• _Description of the task_:
Report how many of the lines below contain the string "each", where case counts. Give only the number.

• _Extracted entries_:

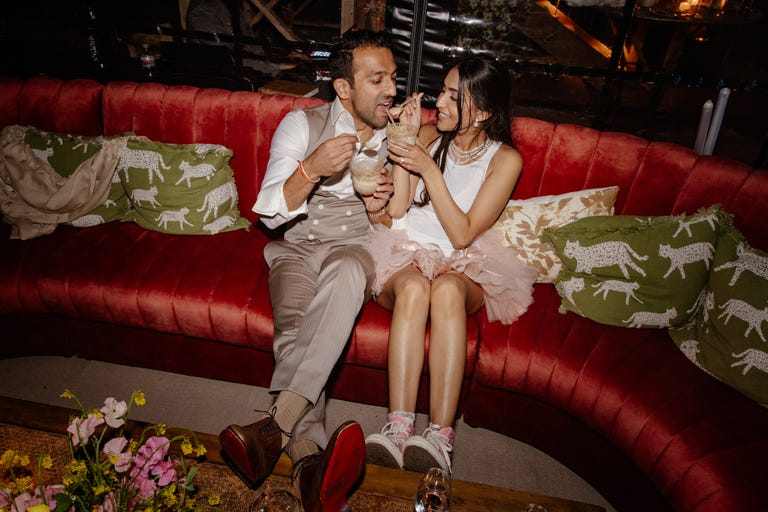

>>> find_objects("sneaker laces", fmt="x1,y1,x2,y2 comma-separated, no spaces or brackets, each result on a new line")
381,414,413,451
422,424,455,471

--

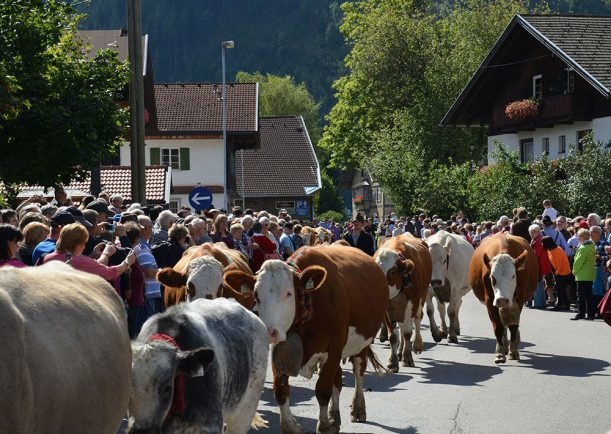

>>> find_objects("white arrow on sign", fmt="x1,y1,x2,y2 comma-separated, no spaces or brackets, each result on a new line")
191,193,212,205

• _Response below_:
2